Task details
Rewrite the data below, putting "place one marker" wherever "drop one point" occurs and keeping everything else the same.

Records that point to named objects
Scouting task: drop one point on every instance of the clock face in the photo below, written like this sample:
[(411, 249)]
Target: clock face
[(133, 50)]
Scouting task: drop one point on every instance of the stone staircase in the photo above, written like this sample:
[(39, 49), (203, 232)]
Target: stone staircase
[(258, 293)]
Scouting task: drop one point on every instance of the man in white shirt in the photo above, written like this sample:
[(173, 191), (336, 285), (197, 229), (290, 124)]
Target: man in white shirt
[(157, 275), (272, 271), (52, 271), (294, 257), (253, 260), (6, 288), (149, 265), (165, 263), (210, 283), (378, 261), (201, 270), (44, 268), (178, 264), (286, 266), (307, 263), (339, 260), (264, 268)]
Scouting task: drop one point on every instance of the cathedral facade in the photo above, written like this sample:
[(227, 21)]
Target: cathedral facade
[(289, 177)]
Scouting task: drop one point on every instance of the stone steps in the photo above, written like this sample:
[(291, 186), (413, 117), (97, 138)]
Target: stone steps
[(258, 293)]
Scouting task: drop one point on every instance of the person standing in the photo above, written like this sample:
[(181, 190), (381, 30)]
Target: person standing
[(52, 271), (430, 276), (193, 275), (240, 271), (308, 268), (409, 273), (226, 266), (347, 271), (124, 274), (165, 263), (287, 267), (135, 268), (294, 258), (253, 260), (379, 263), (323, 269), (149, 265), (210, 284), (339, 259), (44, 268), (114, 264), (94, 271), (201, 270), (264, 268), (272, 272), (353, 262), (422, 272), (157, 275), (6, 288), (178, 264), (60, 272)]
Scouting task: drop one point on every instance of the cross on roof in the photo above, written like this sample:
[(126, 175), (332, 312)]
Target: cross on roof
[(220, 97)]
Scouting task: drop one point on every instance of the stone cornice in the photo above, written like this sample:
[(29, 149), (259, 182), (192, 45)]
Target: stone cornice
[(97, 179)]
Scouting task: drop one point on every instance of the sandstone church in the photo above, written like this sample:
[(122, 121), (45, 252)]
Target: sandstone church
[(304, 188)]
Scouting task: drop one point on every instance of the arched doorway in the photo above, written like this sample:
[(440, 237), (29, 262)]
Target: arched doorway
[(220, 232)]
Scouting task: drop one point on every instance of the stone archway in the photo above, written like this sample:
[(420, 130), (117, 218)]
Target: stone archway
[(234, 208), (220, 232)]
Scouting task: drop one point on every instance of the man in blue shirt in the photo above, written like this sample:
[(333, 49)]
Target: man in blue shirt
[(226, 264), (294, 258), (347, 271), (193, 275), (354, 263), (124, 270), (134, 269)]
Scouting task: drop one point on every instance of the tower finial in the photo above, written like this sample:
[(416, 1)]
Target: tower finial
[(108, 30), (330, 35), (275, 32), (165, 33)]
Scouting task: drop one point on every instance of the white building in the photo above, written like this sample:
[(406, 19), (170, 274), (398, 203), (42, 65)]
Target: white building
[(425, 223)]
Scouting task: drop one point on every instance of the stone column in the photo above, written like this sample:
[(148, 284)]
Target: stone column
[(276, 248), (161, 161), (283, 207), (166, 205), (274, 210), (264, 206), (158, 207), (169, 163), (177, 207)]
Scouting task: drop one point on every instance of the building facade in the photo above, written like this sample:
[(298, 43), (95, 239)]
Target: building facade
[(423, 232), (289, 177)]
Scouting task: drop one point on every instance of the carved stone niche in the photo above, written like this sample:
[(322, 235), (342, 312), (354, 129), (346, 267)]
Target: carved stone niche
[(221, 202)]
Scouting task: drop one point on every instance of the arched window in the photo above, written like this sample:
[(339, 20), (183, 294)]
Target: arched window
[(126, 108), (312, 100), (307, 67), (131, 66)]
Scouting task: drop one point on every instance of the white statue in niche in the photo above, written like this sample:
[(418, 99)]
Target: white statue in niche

Final result
Scouting task: place one marker on every instance of the clock face in the photo below, written like this sample:
[(411, 249)]
Target: clock face
[(133, 50)]
Scouting task: place one marker on every instance of the stone staircase in the photo above, written like this sample:
[(39, 49), (203, 232)]
Target: stone staircase
[(258, 293)]
Scouting task: place one marker on every instance of the man in white shirt in the photo above, written like this sample:
[(173, 191), (336, 285), (197, 229), (290, 124)]
Target: man in white shirt
[(157, 275), (272, 271), (52, 271), (294, 257), (253, 260), (6, 288), (149, 265), (165, 263), (210, 283), (378, 261), (201, 270), (44, 268), (178, 264), (286, 266), (307, 263), (339, 260), (264, 268)]
Scouting task: place one marker on every instance of the cathedral facade in the photo above, written like this sample:
[(227, 21)]
Target: cathedral facade
[(289, 177)]
Scouting task: place one marker on every instance of the stone steps in the photo above, written like this sample:
[(291, 186), (413, 117), (97, 138)]
Target: stone steps
[(258, 293)]
Scouting task: place one marker on every instance of the person standing in the photo above, written like this sample:
[(181, 190), (381, 30)]
Target: person standing
[(52, 271), (430, 276), (193, 275), (240, 271), (308, 268), (409, 273), (226, 266), (347, 271), (124, 274), (165, 263), (287, 267), (135, 268), (294, 258), (253, 260), (379, 263), (323, 269), (149, 265), (210, 284), (339, 259), (44, 268), (114, 264), (94, 271), (201, 270), (264, 268), (272, 272), (353, 262), (422, 272), (157, 275), (6, 288), (178, 264), (60, 272)]
Scouting task: place one marker on every instance of the cross on roof in the photo above, written like this sample:
[(126, 175), (332, 312)]
Target: cross on roof
[(220, 97)]
Scouting task: place one marker on every instance of the stone cornice in the photo above, written like this sample:
[(29, 149), (259, 182), (192, 45)]
Target: stone cornice
[(97, 179)]
Scouting task: place one marker on every instance of the sandstone church in the photo above, written like this sample:
[(122, 121), (45, 252)]
Target: sandstone church
[(304, 188)]
Scouting task: place one marker on every instance of the arched doorway in the photo above, written like this sample:
[(440, 237), (29, 262)]
Target: arched doorway
[(220, 232)]
Scouting task: place one marker on every instance of the stone archway in the photo above, written like this sample:
[(420, 130), (117, 218)]
Target: stone archway
[(234, 208), (220, 232)]
Scouting task: place one marker on every instance of the man in blue shirt in the photo above, written like this sample:
[(333, 49)]
Target: man in blue shirt
[(226, 264), (294, 258), (347, 271), (193, 275), (354, 263), (124, 270), (134, 269)]
Scouting task: place one marker on every instance of the tower finial in the photo above, written like this sample:
[(416, 1)]
Target: tower finial
[(108, 30), (330, 35), (275, 32), (165, 33)]
Scouting task: place one marker on every instance of the white building in the photo above, written like this sample:
[(406, 19), (170, 274), (398, 203), (42, 65)]
Target: white building
[(425, 223)]
Scouting task: place one marker on every instance of the stone column in the photo above, written like this sample:
[(148, 284)]
Target: stone column
[(276, 248), (161, 161), (283, 207), (166, 205), (274, 210), (264, 206), (158, 207), (169, 163), (177, 207)]
Scouting task: place one marker on every instance of the building facade in the photo above, written like this sample:
[(298, 43), (95, 239)]
Target: building facade
[(423, 232), (289, 177)]
Scouting task: place one marker on every instance of the carved stone niche in the photo above, written like this sample:
[(322, 235), (342, 312), (354, 129), (346, 267)]
Target: carved stone niche
[(221, 202)]
Scouting task: place one marker on every instance of the arched window in the photo above, written like this sample:
[(339, 20), (183, 294)]
Target: arched window
[(126, 108), (312, 100), (307, 67), (131, 66)]
Scouting task: place one marker on every instance of the white statue in niche in the photo above, written like this sample:
[(418, 99)]
Target: white statue in niche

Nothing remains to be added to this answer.